**Exercise:** The listing below is to be output in its exact form.

==*==

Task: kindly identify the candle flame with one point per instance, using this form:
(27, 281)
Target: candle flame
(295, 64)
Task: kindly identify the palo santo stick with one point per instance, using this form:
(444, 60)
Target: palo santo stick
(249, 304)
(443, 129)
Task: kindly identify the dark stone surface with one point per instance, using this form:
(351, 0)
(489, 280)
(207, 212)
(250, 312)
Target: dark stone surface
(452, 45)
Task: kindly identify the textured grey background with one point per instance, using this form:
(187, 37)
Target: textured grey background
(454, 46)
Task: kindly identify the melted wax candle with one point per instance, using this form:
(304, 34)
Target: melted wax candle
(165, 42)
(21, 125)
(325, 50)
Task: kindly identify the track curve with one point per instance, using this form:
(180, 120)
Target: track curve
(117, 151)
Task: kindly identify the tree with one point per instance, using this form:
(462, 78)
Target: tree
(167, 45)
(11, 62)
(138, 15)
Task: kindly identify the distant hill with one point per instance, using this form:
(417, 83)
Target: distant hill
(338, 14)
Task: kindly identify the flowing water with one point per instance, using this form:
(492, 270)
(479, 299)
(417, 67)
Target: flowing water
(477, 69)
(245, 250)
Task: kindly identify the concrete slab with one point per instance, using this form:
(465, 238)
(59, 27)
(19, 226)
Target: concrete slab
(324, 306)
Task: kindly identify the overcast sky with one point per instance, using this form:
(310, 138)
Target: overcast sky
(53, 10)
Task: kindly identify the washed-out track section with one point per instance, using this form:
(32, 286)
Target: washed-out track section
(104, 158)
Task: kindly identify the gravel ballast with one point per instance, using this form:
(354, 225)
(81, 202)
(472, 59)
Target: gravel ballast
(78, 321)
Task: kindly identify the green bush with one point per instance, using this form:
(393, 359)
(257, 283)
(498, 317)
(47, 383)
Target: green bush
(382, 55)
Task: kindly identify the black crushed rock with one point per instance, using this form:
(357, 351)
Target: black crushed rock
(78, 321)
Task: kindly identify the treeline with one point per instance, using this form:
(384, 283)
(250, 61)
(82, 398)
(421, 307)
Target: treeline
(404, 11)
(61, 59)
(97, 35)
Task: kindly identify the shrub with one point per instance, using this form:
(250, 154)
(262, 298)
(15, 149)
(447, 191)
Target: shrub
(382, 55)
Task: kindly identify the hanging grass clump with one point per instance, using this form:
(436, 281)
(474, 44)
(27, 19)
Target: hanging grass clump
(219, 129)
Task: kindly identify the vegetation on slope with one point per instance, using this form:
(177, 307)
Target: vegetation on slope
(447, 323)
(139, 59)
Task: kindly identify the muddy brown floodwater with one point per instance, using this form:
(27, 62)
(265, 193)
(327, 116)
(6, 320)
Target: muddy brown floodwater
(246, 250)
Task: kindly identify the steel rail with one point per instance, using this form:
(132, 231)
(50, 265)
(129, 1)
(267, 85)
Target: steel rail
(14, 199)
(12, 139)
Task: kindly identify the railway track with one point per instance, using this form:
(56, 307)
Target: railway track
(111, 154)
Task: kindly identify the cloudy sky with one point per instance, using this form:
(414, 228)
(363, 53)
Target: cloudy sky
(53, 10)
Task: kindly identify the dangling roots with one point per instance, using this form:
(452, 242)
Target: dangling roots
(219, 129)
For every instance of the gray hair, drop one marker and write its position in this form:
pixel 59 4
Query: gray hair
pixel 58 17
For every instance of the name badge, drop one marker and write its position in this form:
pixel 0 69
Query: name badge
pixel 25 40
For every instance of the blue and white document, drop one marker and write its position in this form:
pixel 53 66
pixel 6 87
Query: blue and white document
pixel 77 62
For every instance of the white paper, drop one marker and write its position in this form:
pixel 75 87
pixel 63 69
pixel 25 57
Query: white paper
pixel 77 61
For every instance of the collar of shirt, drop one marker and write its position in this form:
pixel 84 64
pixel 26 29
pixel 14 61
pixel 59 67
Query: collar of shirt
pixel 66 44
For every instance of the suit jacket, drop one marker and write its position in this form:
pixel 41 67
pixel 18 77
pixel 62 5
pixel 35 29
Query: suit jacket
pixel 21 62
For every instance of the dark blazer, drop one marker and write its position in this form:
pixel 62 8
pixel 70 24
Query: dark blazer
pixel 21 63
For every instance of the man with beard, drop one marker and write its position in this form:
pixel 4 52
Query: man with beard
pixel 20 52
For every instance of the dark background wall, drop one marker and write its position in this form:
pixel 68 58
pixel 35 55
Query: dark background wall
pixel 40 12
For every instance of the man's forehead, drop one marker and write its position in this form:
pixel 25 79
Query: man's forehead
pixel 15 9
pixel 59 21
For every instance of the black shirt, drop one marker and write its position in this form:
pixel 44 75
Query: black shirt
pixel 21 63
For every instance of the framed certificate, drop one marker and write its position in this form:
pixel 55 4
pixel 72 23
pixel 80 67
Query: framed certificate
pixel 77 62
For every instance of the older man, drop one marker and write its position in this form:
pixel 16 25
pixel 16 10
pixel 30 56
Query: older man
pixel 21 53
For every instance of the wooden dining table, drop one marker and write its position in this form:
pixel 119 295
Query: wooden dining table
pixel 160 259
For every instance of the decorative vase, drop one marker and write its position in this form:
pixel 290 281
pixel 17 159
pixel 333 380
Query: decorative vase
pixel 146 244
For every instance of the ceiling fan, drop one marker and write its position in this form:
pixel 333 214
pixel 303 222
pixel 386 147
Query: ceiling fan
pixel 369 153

==*==

**The answer:**
Task: kindly identify the candle flame with one point per instance, using this form:
(27, 281)
Target: candle flame
(295, 64)
Task: kindly identify the palo santo stick with one point per instance, using this form:
(444, 60)
Target: palo santo stick
(249, 304)
(443, 129)
Task: kindly identify the dark stone surface with one point per instance, using this form:
(351, 0)
(489, 280)
(207, 212)
(250, 312)
Target: dark stone surface
(452, 45)
Task: kindly identify the textured grey background with one point per instance, using this form:
(187, 37)
Target: textured grey background
(454, 46)
Task: kindly identify the melted wax candle with one point per instance, using this form:
(304, 34)
Target: melted wax candle
(165, 42)
(21, 125)
(325, 50)
Task: kindly identify the track curve with one point per instance, using this form:
(180, 120)
Target: track curve
(117, 151)
Task: kindly identify the tree with one point per instance, using this form:
(462, 78)
Target: tree
(167, 45)
(11, 62)
(138, 15)
Task: kindly identify the distant hill with one point per instance, using this form:
(417, 83)
Target: distant hill
(338, 14)
Task: kindly identify the flowing water with one point per instance, using this form:
(492, 270)
(479, 299)
(417, 67)
Target: flowing water
(477, 69)
(245, 250)
Task: kindly identify the concrete slab with one point per instance, using this form:
(465, 238)
(59, 27)
(19, 226)
Target: concrete slab
(324, 306)
Task: kindly identify the overcast sky with one point per instance, using this form:
(310, 138)
Target: overcast sky
(53, 10)
Task: kindly identify the washed-out track section with one point per instance, using this form:
(32, 286)
Target: washed-out track section
(104, 158)
Task: kindly identify the gravel ballast with one point per instance, using this form:
(354, 225)
(81, 202)
(472, 59)
Target: gravel ballast
(78, 321)
Task: kindly identify the green bush with one point per instance, using this form:
(393, 359)
(257, 283)
(498, 317)
(47, 383)
Target: green bush
(382, 55)
Task: kindly identify the black crushed rock with one point per instance, using this form:
(357, 351)
Target: black crushed rock
(78, 321)
Task: kindly identify the treeline with one point per instance, using this form:
(384, 283)
(250, 61)
(82, 398)
(421, 307)
Target: treeline
(404, 11)
(61, 59)
(97, 35)
Task: kindly identify the shrub with one point per instance, using this form:
(250, 154)
(262, 298)
(15, 149)
(447, 191)
Target: shrub
(382, 55)
Task: kindly identify the hanging grass clump with one point per instance, using this form:
(436, 281)
(474, 44)
(27, 19)
Target: hanging grass clump
(219, 129)
Task: kindly identify the vegetation on slope with one point per instance, using this form:
(177, 307)
Target: vegetation on slope
(447, 323)
(139, 59)
Task: kindly identify the muddy brown floodwater with one point per instance, using this form:
(27, 62)
(265, 193)
(327, 116)
(6, 320)
Target: muddy brown floodwater
(246, 250)
Task: kindly identify the steel rail with one point per instance, using this form:
(132, 231)
(50, 265)
(129, 1)
(267, 85)
Target: steel rail
(14, 199)
(12, 139)
Task: kindly identify the railway track with one point per instance, using this form:
(56, 307)
Target: railway track
(111, 154)
Task: kindly identify the cloudy sky with one point per instance, using this form:
(414, 228)
(363, 53)
Target: cloudy sky
(53, 10)
Task: kindly identify the dangling roots with one point per instance, using this form:
(452, 242)
Target: dangling roots
(219, 129)
For every instance of the gray hair, drop one marker and write its position in this form:
pixel 59 4
Query: gray hair
pixel 58 17
For every instance of the name badge, drop one marker and write its position in this form:
pixel 0 69
Query: name badge
pixel 25 40
For every instance of the blue and white document, drop one marker and write its position in this form:
pixel 53 66
pixel 6 87
Query: blue and white document
pixel 77 62
For every instance of the white paper, drop one marker and write its position in this form:
pixel 75 87
pixel 63 69
pixel 25 57
Query: white paper
pixel 77 61
For every instance of the collar of shirt, drop one marker and write its position in this form:
pixel 84 64
pixel 26 29
pixel 14 61
pixel 59 67
Query: collar of shirt
pixel 66 44
For every instance of the suit jacket, drop one marker and write its position in this form:
pixel 41 67
pixel 18 77
pixel 62 5
pixel 35 29
Query: suit jacket
pixel 21 62
For every instance of the dark blazer, drop one marker and write its position in this form:
pixel 62 8
pixel 70 24
Query: dark blazer
pixel 21 63
For every instance of the man with beard, drop one marker and write its position in this form:
pixel 4 52
Query: man with beard
pixel 20 52
For every instance of the dark background wall, drop one marker and write its position in this form:
pixel 68 58
pixel 35 55
Query: dark background wall
pixel 40 12
For every instance of the man's forehead, drop one marker and write its position in this form:
pixel 25 79
Query: man's forehead
pixel 15 9
pixel 59 21
For every instance of the black shirt, drop one marker and write its position in this form:
pixel 44 75
Query: black shirt
pixel 21 63
For every instance of the framed certificate, drop one marker and write its position in this form:
pixel 55 4
pixel 72 23
pixel 80 67
Query: framed certificate
pixel 77 62
For every instance of the older man, drop one marker and write its position in this form:
pixel 16 25
pixel 16 10
pixel 30 56
Query: older man
pixel 21 53
For every instance of the wooden dining table, drop one marker and write its position in this form:
pixel 119 295
Query: wooden dining table
pixel 160 259
For every instance of the decorative vase, drop one marker and write its position in this form:
pixel 290 281
pixel 17 159
pixel 333 380
Query: decorative vase
pixel 146 244
For every instance of the ceiling fan, drop one marker and write its position in this form:
pixel 333 214
pixel 303 222
pixel 386 147
Query: ceiling fan
pixel 369 153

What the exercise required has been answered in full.